**EXERCISE**
Exactly as they appear, copy the lines of the listing from the one containing "task: trace the outline of every instance of the bird" through the final line, both included, and nothing else.

**ENTRIES SHOWN**
┌──

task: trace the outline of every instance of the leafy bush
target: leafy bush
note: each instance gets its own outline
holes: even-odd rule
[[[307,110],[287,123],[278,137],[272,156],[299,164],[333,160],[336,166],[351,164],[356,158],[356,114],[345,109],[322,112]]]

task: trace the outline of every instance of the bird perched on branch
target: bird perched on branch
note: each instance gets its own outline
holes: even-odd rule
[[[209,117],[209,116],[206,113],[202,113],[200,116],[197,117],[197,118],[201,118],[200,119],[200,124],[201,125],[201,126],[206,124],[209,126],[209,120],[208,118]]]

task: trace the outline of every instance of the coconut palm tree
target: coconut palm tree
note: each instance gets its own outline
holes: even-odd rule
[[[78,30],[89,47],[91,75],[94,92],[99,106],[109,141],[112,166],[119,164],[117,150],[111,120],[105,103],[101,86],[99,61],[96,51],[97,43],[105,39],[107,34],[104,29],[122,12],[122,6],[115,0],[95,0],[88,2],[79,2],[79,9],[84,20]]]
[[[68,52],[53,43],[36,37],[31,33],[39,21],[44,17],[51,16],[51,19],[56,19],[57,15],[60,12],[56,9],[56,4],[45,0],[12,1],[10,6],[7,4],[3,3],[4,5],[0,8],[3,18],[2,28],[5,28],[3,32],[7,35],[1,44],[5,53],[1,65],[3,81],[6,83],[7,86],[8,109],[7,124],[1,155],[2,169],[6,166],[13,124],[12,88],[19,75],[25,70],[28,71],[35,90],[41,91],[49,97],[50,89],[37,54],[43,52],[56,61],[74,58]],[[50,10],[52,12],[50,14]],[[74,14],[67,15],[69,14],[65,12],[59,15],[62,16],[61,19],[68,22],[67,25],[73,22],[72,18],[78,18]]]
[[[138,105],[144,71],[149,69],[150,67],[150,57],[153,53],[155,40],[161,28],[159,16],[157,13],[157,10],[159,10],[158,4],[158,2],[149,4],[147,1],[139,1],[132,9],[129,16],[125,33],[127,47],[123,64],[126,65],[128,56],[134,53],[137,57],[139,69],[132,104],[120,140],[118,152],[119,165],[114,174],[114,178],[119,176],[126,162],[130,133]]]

└──

**EXERCISE RESPONSE**
task: trace the outline of every instance of the bird perched on branch
target: bird perched on branch
note: each instance gets its own outline
holes: even-odd rule
[[[209,117],[209,116],[206,113],[202,113],[200,116],[197,117],[197,118],[201,118],[200,119],[200,124],[201,125],[201,126],[206,124],[209,126],[209,120],[208,118]]]

task: trace the outline of every instance of the coconut palm tree
target: coconut palm tree
note: each instance gets its own outline
holes: even-odd rule
[[[78,30],[89,47],[91,75],[94,92],[99,106],[109,141],[112,166],[119,164],[117,150],[111,120],[105,103],[101,86],[99,61],[96,51],[97,43],[105,39],[107,34],[104,29],[122,12],[122,6],[115,0],[95,0],[88,2],[79,2],[79,9],[84,20]]]
[[[68,52],[53,43],[36,37],[31,33],[39,21],[44,17],[51,16],[51,19],[56,19],[57,15],[60,12],[56,9],[56,4],[45,0],[12,1],[10,6],[7,4],[3,3],[4,5],[0,8],[3,18],[2,28],[5,28],[3,32],[7,35],[1,44],[5,53],[1,65],[3,81],[6,83],[7,86],[8,109],[7,124],[1,155],[2,169],[6,166],[13,124],[12,88],[19,75],[25,70],[28,71],[35,90],[41,91],[49,97],[50,89],[37,54],[43,52],[56,61],[74,58]],[[50,10],[52,12],[50,14]],[[74,14],[67,15],[69,14],[65,12],[59,15],[62,16],[61,19],[68,22],[67,25],[73,22],[72,18],[78,18]]]
[[[138,105],[144,71],[149,69],[150,67],[150,57],[153,53],[155,40],[161,28],[159,16],[157,13],[157,10],[159,10],[158,4],[158,2],[149,4],[147,1],[139,1],[132,9],[129,16],[125,33],[127,47],[123,64],[126,65],[128,56],[134,53],[137,57],[139,69],[132,104],[120,140],[118,152],[119,165],[114,174],[114,178],[119,176],[126,162],[130,133]]]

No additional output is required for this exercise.